In free space a wave propagates without encountering any obstacle. The attenuation in free space results from the scattering of energy which occurs as the wave propagates away from the transmitter. Free-space attenuation is a function of the distance and the frequency. The excess attenuation compared to free-space attenuation is defined as the difference between the path loss and free-space attenuation (atmospheric absorption, hydrometeor attenuation, vegetation attenuation, attenuation due to diffraction, etc).
Reflection is the phenomenon whereby vibrations or waves are reflected at a surface. This phenomenon occurs when a propagating wave impinges upon a surface with large dimensions compared to the wavelength. A distinction is commonly drawn between specular reflection, occurring in the presence of a perfectly plane, homogeneous surface, and diffuse reflection, which takes place in the presence of a rough surface, i.e. a surface presenting irregularities. The reflection coefficient is defined as the ratio between the received energy flux and the incident energy flux.
The phenomenon of transmission is the process whereby vibrations or waves propagate through a medium, for instance vacuum, the air or an obstacle, without a change of frequency. Different types of transmission are usually distinguished. In regular transmission, the wave propagates through an object without diffusion. In diffuse transmission a phenomenon of diffusion occurs at a macroscopic scale independently of the refraction laws: the incident wave, while being transmitted, is scattered over a range of different angles. At last, mixed transmission is a partly regular and partly diffuse transmission. The transmission coefficient is defined as the ratio between the transmitted energy flux and the incident energy flux.
The phenomenon of diffraction occurs when waves impinge upon an obstacle or an aperture with large dimensions compared to the wavelength. This phenomenon is one of the most important factors in the propagation of radio waves.
Scattering is the phenomenon whereby the energy of an electromagnetic wave is distributed in a propagation medium along several directions after meeting a rough surface or heterogeneities with small dimensions compared to the wavelength.

THINGS TO DO =
(a) In the propagation text, which two quantities determine free-space attenuation?
(b) Please print the part of the propagation text that opens with the words containing "The phenomenon of transmission" and closes with "transmitted energy flux and the incident energy flux.".

(Coordinate labeling data)
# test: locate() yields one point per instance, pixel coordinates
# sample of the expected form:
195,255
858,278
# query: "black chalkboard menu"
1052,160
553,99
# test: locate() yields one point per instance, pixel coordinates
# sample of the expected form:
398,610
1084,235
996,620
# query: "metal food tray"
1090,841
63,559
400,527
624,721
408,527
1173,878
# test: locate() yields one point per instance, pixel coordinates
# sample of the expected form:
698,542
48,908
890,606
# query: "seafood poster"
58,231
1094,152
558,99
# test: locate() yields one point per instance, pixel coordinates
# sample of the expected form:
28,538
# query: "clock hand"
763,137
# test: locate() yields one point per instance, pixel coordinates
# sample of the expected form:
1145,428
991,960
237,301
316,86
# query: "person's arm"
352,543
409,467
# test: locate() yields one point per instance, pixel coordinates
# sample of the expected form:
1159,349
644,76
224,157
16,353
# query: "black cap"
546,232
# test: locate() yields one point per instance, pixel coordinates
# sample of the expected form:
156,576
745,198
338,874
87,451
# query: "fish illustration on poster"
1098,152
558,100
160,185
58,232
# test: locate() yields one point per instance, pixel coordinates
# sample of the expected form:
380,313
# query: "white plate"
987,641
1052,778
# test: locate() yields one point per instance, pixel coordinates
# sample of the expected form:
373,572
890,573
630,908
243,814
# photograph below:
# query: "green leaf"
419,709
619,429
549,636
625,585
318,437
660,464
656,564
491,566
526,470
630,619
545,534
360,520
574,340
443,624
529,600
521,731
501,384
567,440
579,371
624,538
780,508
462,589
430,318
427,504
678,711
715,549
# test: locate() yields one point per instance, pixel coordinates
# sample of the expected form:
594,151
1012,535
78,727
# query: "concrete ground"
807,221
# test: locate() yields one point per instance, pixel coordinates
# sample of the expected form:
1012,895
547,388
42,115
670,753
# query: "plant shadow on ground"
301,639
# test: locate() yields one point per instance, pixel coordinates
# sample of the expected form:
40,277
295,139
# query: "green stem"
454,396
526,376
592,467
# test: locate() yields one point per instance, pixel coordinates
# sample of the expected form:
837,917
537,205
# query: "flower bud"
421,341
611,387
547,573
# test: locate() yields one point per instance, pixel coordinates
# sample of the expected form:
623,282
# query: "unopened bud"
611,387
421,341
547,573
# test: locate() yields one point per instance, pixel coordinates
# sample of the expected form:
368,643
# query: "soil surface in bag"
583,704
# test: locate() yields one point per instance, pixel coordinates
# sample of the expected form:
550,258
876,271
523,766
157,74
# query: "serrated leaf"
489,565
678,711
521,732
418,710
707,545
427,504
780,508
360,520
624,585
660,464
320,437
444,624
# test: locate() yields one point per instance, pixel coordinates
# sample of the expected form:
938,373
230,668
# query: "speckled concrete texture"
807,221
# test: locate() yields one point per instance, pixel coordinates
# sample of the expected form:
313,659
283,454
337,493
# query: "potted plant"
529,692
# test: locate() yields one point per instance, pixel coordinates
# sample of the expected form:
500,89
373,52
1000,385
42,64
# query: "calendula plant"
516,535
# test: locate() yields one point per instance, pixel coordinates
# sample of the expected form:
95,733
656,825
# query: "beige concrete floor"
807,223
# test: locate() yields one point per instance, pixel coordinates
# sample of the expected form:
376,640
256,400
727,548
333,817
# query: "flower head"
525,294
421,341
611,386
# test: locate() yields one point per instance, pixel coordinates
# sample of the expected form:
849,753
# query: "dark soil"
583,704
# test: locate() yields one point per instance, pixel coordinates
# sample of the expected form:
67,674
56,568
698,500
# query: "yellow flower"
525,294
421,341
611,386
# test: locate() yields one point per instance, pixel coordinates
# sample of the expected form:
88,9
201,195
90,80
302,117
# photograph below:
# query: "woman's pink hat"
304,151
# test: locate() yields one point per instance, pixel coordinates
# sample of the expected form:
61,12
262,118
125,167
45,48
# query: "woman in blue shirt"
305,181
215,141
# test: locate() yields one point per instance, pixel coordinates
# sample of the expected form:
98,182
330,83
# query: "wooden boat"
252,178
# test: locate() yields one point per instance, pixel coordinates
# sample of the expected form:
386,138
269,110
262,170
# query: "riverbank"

WRITTEN ANSWERS =
(a) Distance and frequency.

(b)
The phenomenon of transmission is the process whereby vibrations or waves propagate through a medium, for instance vacuum, the air or an obstacle, without a change of frequency. Different types of transmission are usually distinguished. In regular transmission, the wave propagates through an object without diffusion. In diffuse transmission a phenomenon of diffusion occurs at a macroscopic scale independently of the refraction laws: the incident wave, while being transmitted, is scattered over a range of different angles. At last, mixed transmission is a partly regular and partly diffuse transmission. The transmission coefficient is defined as the ratio between the transmitted energy flux and the incident energy flux.